Drummer and vocalist KK continues with relatively simple rhythms, but the intensity of morbid vocabulary disgust is increased. The man is not just feeling a bit unwell, he is possessed and vomits bile. Although the band's lowest pace has more in common with black/doom than dsbm or Carpathian black'n'roll, it seems clear that a pessimistic outlook on life in good combination with a spiritually warped ethos is the lads' modus operandi. The tones that guitarist, bassist and keyboardist K reel off, are of a deranged, degenerated and mournful nature.
Both the essence of the music and the sound has as expected developed somewhat since the demo. The music is a little airier, while there's enough intensity, and the sound is less stuffy. The potential is still there, but the sound, expression and songs still has a bit to go on. In comparison to other townsmen, or rather the better acts out of Nidaros, such as Celestial Bloodshed, Aptorian Demon og Katechon*, Gjendød is still lacking a bit in the song writing. And to a lesser degree in the atmosphere. The album admittedly has a kind of depraved and perverted mood that comes better into its own after a good handful of spins. The title song in particular, is a creepy bastard with bitter, perilous and odious atmosphere. But the rest of the record could have done well with more misanthropic malice. Nedstigning is still highly listenable, but not spectacular enough to be recommended wholeheartedly as such. They are slowly getting there, though. Rating: 3+
Svart Records, 24.02.17
Belgian Bathsheba are situated in the periphery of my regular patrol district, but when the sonar picks up strange activity on the border, I'm almost obliged to investigate the phenomenon closer.
The band plays what somewhat simplified can be called soot-coloured sludge/doom, but when the pace at times is increased, it's no longer that easy to brand the band. It doesn't happen too often, though.
I picked up jazz influences in the form of trumpet or saxophone early on, and halfway expected, halfway feared a surreal sight.
The female she-demon who front the band sings in a jazzy way. I think. Jazz is far beyond my jurisdiction. I halfway expected a psychedelic trip, but Servus is not quite that schizophrenic. The music is largely low-paced, resounding and evocative. Had it only had a stronger psychoactive effect on me, I would perhaps have enjoyed it more, but to me this is not all that exciting.

_PROVIDED RECORDS_:
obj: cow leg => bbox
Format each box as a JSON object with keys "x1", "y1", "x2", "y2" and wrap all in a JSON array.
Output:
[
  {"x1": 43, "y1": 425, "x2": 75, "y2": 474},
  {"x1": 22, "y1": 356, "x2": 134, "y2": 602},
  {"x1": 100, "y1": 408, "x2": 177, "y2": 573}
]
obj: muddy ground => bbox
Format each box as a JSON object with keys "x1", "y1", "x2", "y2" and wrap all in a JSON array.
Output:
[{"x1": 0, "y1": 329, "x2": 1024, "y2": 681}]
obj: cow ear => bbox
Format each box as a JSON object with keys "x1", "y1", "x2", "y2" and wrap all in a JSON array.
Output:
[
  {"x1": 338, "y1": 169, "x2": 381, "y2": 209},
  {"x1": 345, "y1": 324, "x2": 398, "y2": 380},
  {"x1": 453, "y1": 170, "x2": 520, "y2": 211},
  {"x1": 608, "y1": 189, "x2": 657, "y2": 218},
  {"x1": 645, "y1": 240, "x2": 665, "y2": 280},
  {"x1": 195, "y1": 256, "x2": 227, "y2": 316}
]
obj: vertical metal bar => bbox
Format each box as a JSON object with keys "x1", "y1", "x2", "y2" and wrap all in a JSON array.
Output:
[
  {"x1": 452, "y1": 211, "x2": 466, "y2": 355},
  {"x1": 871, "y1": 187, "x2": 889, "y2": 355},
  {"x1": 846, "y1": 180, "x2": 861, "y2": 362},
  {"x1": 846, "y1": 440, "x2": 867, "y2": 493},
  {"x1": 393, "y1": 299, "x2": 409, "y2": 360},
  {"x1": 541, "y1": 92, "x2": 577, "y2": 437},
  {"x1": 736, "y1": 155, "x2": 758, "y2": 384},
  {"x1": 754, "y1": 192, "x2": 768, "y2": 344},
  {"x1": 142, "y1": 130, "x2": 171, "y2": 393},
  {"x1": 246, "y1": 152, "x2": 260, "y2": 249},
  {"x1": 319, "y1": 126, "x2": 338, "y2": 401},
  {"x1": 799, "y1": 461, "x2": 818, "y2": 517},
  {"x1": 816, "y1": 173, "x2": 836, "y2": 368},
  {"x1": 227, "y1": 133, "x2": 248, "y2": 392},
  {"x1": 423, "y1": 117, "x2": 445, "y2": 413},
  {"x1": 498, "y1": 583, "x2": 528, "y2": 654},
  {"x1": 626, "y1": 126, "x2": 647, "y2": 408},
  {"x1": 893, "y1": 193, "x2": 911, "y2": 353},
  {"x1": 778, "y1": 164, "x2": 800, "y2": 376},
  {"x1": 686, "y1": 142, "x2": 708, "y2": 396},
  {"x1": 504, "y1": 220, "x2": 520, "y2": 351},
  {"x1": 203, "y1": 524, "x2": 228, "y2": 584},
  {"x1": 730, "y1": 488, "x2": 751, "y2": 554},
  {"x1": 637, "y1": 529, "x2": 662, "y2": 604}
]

_WORK TO DO_:
Tell whether each statement agrees with the album reviews, answering yes or no and quoting the deciding words: (a) the music on Servus is largely low-paced; (b) the sound on Nedstigning is stuffier than on the demo; (c) Nedstigning is recommended wholeheartedly.

_ANSWER BELOW_:
(a) Yes: "The music is largely low-paced, resounding and evocative."
(b) No: "the sound is less stuffy."
(c) No: "not spectacular enough to be recommended wholeheartedly as such."